**SOURCE RECORDS**.
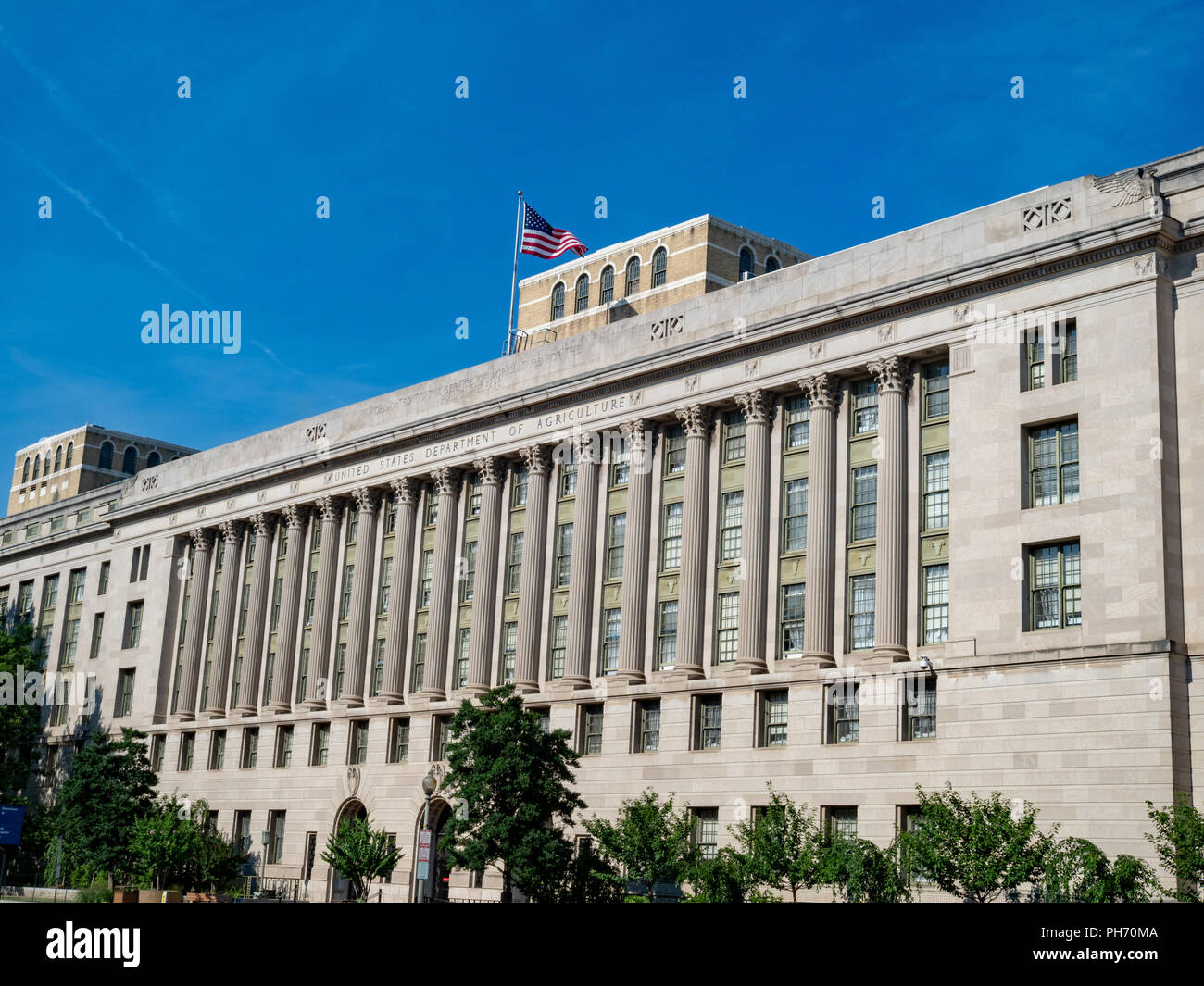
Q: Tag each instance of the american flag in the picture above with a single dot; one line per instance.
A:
(541, 240)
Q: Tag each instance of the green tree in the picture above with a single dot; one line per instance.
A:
(978, 848)
(510, 784)
(1179, 841)
(649, 842)
(783, 844)
(361, 854)
(111, 786)
(1078, 870)
(19, 721)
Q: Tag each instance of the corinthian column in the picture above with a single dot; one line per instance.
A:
(586, 450)
(228, 605)
(481, 636)
(691, 608)
(755, 533)
(822, 393)
(890, 600)
(317, 681)
(397, 622)
(366, 502)
(257, 610)
(526, 665)
(194, 636)
(636, 564)
(446, 485)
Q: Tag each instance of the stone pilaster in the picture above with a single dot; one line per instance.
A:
(636, 566)
(693, 595)
(755, 535)
(530, 636)
(890, 600)
(481, 638)
(397, 622)
(228, 608)
(446, 488)
(822, 393)
(194, 636)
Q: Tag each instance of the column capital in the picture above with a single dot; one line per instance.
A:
(754, 406)
(405, 490)
(822, 392)
(695, 419)
(295, 516)
(536, 459)
(892, 373)
(490, 468)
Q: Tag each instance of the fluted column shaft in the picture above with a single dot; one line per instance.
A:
(228, 605)
(318, 680)
(636, 564)
(890, 600)
(586, 449)
(526, 665)
(691, 607)
(444, 580)
(397, 622)
(819, 613)
(194, 636)
(360, 618)
(755, 533)
(257, 613)
(481, 637)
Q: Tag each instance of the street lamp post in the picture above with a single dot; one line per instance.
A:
(429, 785)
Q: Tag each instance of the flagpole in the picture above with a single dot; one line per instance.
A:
(514, 280)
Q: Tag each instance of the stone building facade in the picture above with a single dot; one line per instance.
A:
(920, 511)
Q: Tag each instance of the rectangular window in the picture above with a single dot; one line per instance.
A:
(865, 504)
(610, 624)
(398, 741)
(843, 712)
(861, 612)
(666, 633)
(865, 407)
(648, 726)
(709, 721)
(671, 538)
(727, 626)
(935, 604)
(590, 730)
(935, 490)
(124, 693)
(794, 523)
(774, 718)
(1055, 586)
(794, 605)
(798, 423)
(1054, 464)
(615, 541)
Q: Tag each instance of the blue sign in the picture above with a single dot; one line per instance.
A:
(11, 818)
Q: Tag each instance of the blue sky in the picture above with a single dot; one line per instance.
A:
(208, 203)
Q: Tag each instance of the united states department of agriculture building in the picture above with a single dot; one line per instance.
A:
(923, 509)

**EXERCISE**.
Every line of the records that includes the word "column" should be gathered.

**SOLUTION TO THIS EXERCISE**.
Q: Tag each instance of the corinthian column in the picture above with a single dot; one line per instance.
Q: Tag each instance of the column capital in the picture above with a single dot; one line per instance.
Q: Tag each instance of the fluted column shaft in the picture above with a single dot; one line per instance.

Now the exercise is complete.